** BEGIN **
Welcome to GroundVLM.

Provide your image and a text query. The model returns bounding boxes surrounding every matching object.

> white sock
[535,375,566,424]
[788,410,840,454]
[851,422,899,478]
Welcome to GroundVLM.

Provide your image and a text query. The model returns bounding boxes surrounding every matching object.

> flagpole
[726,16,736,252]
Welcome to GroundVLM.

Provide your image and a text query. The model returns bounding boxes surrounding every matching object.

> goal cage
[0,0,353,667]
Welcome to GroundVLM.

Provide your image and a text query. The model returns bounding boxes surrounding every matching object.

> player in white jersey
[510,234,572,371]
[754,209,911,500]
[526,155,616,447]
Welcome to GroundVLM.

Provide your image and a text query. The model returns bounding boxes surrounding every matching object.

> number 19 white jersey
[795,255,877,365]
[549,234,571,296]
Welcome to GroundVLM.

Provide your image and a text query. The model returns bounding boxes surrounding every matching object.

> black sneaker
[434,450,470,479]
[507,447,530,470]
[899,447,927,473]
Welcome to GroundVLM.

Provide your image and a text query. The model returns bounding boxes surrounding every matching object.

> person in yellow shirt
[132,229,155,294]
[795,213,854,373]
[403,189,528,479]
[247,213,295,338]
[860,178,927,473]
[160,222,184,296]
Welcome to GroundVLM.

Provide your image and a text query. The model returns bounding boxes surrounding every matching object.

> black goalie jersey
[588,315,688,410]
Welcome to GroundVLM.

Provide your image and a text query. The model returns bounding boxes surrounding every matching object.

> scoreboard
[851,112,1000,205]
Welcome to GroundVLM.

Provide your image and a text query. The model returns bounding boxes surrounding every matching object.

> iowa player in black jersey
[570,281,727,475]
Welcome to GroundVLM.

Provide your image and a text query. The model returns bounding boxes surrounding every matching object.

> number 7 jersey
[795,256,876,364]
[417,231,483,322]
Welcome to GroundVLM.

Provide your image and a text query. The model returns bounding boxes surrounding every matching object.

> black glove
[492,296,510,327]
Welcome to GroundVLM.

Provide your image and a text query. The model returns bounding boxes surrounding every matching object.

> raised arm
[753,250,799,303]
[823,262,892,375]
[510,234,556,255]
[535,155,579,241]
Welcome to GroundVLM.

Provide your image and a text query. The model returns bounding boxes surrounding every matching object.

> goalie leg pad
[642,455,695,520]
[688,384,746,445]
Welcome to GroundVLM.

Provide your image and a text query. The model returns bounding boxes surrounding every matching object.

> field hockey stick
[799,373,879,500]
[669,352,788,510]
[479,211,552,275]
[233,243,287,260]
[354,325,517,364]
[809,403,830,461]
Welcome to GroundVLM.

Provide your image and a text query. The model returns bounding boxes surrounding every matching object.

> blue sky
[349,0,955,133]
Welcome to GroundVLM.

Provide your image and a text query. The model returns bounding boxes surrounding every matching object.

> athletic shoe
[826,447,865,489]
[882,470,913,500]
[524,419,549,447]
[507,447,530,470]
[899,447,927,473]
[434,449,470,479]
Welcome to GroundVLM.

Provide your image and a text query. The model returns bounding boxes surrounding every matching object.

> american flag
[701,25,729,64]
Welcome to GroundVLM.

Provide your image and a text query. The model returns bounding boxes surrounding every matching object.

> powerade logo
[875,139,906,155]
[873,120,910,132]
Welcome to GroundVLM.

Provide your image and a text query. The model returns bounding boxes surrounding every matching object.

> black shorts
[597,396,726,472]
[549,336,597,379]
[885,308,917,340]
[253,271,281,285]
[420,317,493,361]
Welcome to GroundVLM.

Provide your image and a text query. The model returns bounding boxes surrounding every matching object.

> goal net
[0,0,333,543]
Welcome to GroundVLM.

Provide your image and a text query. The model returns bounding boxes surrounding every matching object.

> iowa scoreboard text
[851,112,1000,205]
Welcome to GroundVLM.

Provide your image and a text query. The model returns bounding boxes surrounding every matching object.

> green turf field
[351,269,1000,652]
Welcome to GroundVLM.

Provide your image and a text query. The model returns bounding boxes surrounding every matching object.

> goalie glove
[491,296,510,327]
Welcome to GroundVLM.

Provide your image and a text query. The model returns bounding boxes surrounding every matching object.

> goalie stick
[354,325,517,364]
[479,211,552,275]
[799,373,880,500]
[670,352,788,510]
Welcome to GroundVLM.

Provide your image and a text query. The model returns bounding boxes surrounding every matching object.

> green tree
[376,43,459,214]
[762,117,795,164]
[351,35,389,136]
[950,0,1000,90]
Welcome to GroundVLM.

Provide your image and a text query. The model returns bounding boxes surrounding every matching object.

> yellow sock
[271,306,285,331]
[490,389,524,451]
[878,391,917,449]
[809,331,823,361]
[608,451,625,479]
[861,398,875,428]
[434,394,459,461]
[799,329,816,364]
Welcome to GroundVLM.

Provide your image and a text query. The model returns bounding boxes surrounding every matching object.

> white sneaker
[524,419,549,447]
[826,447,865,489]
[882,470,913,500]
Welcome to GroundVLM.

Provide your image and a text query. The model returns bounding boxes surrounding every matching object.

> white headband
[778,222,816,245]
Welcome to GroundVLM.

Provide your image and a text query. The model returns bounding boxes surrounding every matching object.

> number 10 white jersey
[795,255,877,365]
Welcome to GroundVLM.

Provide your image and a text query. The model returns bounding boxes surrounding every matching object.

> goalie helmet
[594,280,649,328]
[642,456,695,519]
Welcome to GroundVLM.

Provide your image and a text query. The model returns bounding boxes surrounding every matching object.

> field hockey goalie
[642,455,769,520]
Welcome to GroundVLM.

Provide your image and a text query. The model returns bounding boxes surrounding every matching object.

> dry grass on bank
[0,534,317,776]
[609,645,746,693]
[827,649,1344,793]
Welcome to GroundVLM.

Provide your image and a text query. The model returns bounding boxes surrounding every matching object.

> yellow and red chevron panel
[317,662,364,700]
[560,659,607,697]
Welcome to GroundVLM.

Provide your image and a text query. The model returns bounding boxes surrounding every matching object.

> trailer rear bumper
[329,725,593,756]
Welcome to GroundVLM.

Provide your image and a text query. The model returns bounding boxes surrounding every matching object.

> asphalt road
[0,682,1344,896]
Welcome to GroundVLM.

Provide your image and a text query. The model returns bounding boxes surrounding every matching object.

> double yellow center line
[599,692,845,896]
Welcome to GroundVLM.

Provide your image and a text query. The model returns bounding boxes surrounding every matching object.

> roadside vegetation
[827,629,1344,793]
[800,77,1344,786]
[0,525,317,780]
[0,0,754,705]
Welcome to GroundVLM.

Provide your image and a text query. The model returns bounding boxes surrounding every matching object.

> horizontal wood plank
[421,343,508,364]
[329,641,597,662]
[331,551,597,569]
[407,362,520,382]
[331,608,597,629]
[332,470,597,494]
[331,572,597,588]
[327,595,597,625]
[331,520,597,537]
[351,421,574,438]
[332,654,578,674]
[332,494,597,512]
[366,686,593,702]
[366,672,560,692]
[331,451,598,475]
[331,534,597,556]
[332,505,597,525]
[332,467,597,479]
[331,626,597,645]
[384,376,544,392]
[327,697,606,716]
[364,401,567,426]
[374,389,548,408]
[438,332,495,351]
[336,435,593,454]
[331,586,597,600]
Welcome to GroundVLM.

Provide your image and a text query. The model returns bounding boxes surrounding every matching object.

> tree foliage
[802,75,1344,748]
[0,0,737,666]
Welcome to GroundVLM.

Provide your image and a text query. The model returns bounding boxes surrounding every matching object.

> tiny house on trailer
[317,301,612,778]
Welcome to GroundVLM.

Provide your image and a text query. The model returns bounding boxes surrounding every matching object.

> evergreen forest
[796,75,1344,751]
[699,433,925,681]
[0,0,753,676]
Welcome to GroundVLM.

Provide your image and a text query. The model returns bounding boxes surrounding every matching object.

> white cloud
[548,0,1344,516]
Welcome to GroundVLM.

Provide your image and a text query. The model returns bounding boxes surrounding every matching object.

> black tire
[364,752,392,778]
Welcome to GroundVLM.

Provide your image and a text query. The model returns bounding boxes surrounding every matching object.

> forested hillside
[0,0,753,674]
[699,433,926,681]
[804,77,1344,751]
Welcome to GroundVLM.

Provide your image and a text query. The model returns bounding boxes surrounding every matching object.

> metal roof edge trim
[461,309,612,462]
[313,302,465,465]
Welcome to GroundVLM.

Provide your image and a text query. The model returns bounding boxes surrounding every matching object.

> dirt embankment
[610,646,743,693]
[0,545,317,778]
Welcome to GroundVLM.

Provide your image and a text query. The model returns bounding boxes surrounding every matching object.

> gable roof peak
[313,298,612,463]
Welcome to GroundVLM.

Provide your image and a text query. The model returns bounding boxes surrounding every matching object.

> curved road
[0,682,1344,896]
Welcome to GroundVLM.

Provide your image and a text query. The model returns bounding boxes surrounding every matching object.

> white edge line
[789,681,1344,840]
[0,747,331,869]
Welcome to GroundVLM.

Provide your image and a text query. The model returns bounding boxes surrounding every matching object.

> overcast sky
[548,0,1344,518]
** END **
### YOUR INSTRUCTIONS:
Pull out each line in the records above that contains the word "black", and copy those lines unchanged.

### THE REPLY:
> black sneaker
> black goalie jersey
> iowa player in black jersey
> black glove
> black shorts
> black tire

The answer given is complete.